# START OF Page excerpt

In some implementations, in addition to any portion or combination of the embodiments and/or implementations in the present disclosure, when the index is a first value, the spatial resampling filter is a first filter of the spatial resampling filter type; when the index is a second value, the spatial resampling filter is a second filter of the spatial resampling filter type; and/or when the index is a third value, the spatial resampling filter is a third filter of the spatial resampling filter type.

In some implementations, in addition to any portion or combination of the embodiments and/or implementations in the present disclosure, the spatial resampling flag is the sequence-level spatial resampling flag; the picture frame is one frame among a picture sequence; and/or the index is the sequence-level index indicating the spatial resampling filter for the picture sequence.

In some implementations, in addition to any portion or combination of the embodiments and/or implementations in the present disclosure, the spatial resampling flag is the frame-level spatial resampling flag; and/or the index is the frame-level index indicating the spatial resampling filter for the picture frame.

In some implementations, in addition to any portion or combination of the embodiments and/or implementations in the present disclosure, the spatial resampling flag is the slice-level spatial resampling flag; the picture frame comprises one or more slices; and/or the index is the slice-level index indicating the spatial resampling filter for the one or more slices.

FIG. 11 shows a flow chart of an exemplary method 1100 following the principles underlying the implementations above. The exemplary encoding method flow starts at 1101, and may include a portion or all of the following steps: S1110, obtaining, by a device comprising a memory storing instructions and a processor in communication with the memory, a video; S1120, determining, by the device based on the video, a spatial resampling flag for a picture frame; S1130, encoding, by the device, the spatial resampling flag into a coded video bitstream; and/or S1140 when the spatial resampling flag indicates that spatial resampling is enabled for the picture frame: determining, by the device based on the video, an index indicating a spatial resampling filter, encoding, by the device, the index into a coded video bitstream, and encoding, by the device, the video into the coded video bitstream by downsampling based on the spatial resampling filter. The example method stops at S1199. The method 1100 may be performed by a device comprising a memory storing instructions and a processor in communication with the memory.

In S1140 and in various embodiments or implementations, the spatial resampling flag may be replaced by (or same as) a spatial downsampling flag during encoding process; and/or the spatial resampling filter may be replaced by (or same as) a spatial downsampling filter during encoding process.

In some implementations, in addition to any portion or combination of the embodiments and/or implementations in the present disclosure, the method further includes: when the spatial resampling flag indicates that spatial resampling is enabled for the picture frame: determining, by the device based on the video, a spatial resample width for the picture frame, determining, by the device from the coded video bitstream, a spatial resample height for the picture frame, and/or encoding, by the device, the spatial resampling width and depth into the coded video bitstream.

In some implementations, in addition to any portion or combination of the embodiments and/or implementations in the present disclosure, when the index is a first value, the spatial resampling filter is not used; when the index is a second value, the spatial resampling filter is a pre-defined conventional filter; and/or when the index is a third value, the spatial resampling filter is a pre-defined learned filter.

# END OF Page excerpt
# START OF Data section

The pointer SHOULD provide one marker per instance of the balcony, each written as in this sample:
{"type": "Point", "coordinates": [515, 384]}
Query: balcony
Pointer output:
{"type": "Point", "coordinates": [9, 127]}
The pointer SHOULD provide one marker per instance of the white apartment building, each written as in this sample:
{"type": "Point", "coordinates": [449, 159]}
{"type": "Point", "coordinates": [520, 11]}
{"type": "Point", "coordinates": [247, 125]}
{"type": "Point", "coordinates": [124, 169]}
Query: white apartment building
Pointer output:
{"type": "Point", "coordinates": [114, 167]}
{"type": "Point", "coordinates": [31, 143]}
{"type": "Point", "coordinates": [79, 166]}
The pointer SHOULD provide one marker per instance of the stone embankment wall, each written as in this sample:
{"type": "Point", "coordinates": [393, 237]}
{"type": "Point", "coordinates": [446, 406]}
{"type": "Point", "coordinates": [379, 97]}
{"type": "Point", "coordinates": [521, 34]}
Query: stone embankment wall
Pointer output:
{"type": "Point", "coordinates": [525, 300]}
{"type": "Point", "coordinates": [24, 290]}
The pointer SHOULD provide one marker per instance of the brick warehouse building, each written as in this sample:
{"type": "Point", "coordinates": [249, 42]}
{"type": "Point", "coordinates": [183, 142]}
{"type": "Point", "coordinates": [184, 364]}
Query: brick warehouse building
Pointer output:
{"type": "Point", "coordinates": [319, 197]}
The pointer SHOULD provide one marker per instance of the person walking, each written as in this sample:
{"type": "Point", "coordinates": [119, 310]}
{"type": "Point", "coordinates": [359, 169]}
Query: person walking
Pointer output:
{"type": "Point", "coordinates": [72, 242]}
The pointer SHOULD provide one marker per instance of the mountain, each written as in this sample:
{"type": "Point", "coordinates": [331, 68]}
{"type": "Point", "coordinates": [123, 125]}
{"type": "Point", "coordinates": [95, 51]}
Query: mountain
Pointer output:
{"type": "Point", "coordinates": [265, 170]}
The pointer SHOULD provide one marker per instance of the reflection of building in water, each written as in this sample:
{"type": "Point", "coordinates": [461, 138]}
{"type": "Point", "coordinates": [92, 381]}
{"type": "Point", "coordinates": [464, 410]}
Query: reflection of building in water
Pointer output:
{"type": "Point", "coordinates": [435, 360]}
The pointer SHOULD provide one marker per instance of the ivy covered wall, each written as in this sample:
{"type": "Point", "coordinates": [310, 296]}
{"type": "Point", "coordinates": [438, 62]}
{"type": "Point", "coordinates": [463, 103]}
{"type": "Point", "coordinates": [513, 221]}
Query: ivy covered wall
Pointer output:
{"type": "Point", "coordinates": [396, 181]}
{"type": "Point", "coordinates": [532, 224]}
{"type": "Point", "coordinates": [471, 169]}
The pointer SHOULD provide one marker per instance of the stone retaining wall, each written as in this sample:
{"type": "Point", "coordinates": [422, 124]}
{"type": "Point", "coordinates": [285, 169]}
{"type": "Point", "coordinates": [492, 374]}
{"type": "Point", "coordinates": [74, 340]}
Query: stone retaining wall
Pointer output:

# END OF Data section

▸ **Requirement**: In the spatial resampling excerpt, at which step does the example method shown in FIG. 11 stop? The entries aren't needed for this.

▸ **Written reply**: S1199